═══ Provided passage ═══

Обсуждение: Image File System Question

Поиск
Список
Период
Сортировка

Image File System Question

От
vishal saberwal
Дата:
hi,

My server is Postgres 8.0.1 on fedora core2.
My clients are remote and interface with my server using .NET GUI.

We are trying to store many images/icons/audio/video clips in our system.
We expect many of these. The way we are doing it is using Hierarchical File System.

I understand we need to limit the size of these directories by controlling number of resources in each directory.

The way i want to let anone access these resources is only through stored procedures rather than direct downloading.
I am trying to create stored procedure/function API for the same. These functions will check for the permissions for the user and/or the file,
check the location from the schema and then would "stream" it out for the GUI to use.

The question is:
(1) How do i use the database stored procedures/functions as a tunnel for just streaming the data rather than storing it in database?
That is, a function that given a Image ID for example, will read the location from the table and then just go to the location and stream out the bits.
(2) Am i right in saying that it can't solely be done iwth plpgsql but would need somem c/c++ api.
(3) Has anyone here done something like this and can share with me how he/she implemented this.

I did do my homework of googling for something like this but may be my search skills were not strong enough to find some substantial information/HOW TOs or examples.

thanks,
vish
(vishal saberwal)

Re: Image File System Question

От
Richard Huxton
Дата:
vishal saberwal wrote:
> hi,
>
> My server is Postgres 8.0.1 on fedora core2.
> My clients are remote and interface with my server using .NET GUI.
>
> We are trying to store many images/icons/audio/video clips in our system.
> We expect many of these. The way we are doing it is using Hierarchical
> File System.

HFS is an old Apple Macintosh filesystem - an unlikely choice. You'll
probably find it's ext3.

> I understand we need to limit the size of these directories by
> controlling number of resources in each directory.

Less important nowadays than it used to be, but usually done via hashing
the filename. So, file 123456.gif is stored in 1/2/3/123456.gif

> The way i want to let anone access these resources is only through
> stored procedures rather than direct downloading.

Why?
What are the benefits of this system?

> I am trying to create stored procedure/function API for the same. These
> functions will check for the permissions for the user and/or the file,
> check the location from the schema and then would "stream" it out for
> the GUI to use.

Why not just set up a webserver and get it to authenticate to your database?

> The question is:
> (1) How do i use the database stored procedures/functions as a tunnel
> for just streaming the data rather than storing it in database?
> That is, a function that given a Image ID for example, will read the
> location from the table and then just go to the location and stream out
> the bits.
> (2) Am i right in saying that it can't solely be done iwth plpgsql but
> would need somem c/c++ api.

Any of the "untrusted" languages (which of course includes "C"). File
access will be different in each of course - pick whichever you are most
familiar with. The key differences between a "trusted" and "untrusted"
version of a language are:
1. Untrusted languages can access the rest of the system
2. Functions in untrusted languages can only be added by a superuser.

> (3) Has anyone here done something like this and can share with me how
> he/she implemented this.
>
> I did do my homework of googling for something like this but may be my
> search skills were not strong enough to find some substantial
> information/HOW TOs or examples.

═══ Data rows ═══

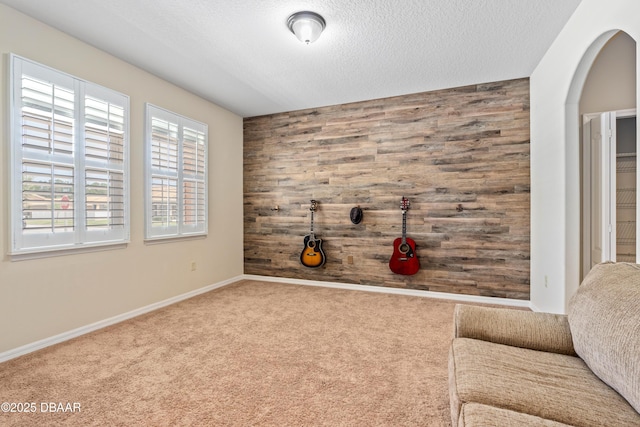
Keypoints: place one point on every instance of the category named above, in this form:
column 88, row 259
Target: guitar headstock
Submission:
column 404, row 204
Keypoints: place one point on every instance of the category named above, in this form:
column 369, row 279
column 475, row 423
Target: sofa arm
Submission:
column 519, row 328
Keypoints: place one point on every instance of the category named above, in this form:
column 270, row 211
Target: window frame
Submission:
column 81, row 237
column 181, row 230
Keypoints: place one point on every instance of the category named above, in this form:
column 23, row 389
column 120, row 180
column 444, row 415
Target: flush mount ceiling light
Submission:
column 307, row 26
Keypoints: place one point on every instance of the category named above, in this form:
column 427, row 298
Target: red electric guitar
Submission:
column 404, row 259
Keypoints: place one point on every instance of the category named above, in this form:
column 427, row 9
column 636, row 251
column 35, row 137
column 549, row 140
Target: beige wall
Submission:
column 611, row 83
column 556, row 90
column 45, row 297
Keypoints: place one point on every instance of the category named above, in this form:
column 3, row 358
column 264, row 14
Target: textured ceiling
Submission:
column 240, row 54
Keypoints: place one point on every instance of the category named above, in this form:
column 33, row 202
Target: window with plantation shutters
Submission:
column 176, row 175
column 69, row 161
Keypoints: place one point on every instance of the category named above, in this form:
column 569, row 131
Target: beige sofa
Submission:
column 519, row 368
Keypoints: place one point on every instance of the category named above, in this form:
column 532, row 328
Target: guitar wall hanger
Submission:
column 356, row 215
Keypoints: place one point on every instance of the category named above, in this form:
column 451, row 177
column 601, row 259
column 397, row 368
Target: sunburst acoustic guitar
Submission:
column 312, row 255
column 404, row 259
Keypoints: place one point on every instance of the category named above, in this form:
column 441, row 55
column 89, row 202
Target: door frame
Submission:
column 586, row 185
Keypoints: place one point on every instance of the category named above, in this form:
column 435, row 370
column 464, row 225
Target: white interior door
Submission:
column 603, row 184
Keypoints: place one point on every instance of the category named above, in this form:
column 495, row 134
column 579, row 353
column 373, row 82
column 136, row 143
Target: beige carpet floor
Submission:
column 249, row 354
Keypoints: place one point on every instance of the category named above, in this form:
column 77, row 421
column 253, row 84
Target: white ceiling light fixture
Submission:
column 307, row 26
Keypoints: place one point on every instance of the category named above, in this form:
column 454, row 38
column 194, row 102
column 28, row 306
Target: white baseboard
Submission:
column 28, row 348
column 398, row 291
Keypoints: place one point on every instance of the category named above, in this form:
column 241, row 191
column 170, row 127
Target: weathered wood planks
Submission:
column 465, row 147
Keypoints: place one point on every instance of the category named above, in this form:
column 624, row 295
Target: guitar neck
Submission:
column 404, row 227
column 311, row 229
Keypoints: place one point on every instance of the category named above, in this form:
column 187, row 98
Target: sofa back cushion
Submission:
column 604, row 318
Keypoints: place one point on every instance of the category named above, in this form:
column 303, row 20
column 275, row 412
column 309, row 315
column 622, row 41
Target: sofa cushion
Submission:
column 553, row 386
column 604, row 317
column 476, row 414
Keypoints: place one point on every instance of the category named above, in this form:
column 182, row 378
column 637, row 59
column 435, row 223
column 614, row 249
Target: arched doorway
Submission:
column 573, row 160
column 604, row 88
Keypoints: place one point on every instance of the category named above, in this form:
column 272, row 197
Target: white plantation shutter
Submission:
column 69, row 167
column 176, row 175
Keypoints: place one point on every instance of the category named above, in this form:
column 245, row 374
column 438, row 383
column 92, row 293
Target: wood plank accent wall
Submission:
column 461, row 156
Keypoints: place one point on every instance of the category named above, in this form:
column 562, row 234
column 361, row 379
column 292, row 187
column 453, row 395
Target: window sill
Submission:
column 173, row 239
column 53, row 252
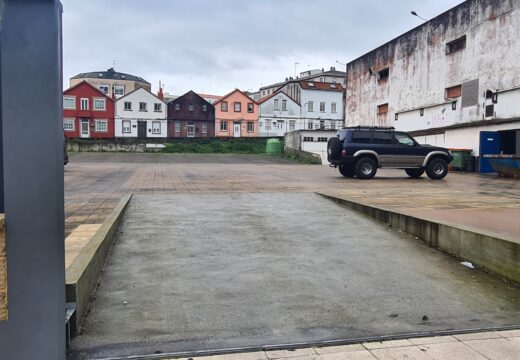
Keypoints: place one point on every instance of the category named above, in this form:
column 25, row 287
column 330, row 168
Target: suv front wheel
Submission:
column 365, row 168
column 437, row 168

═══

What this exercise asks:
1. From the image file system thread, list the kinds of media the original poster says the system is meant to store.
2. Reproduce the part of the image file system thread between "Less important nowadays" and "of this system?", inclusive.

Answers to the problems:
1.
- images
- icons
- audio clips
- video clips

2.
Less important nowadays than it used to be, but usually done via hashing
the filename. So, file 123456.gif is stored in 1/2/3/123456.gif

> The way i want to let anone access these resources is only through
> stored procedures rather than direct downloading.

Why?
What are the benefits of this system?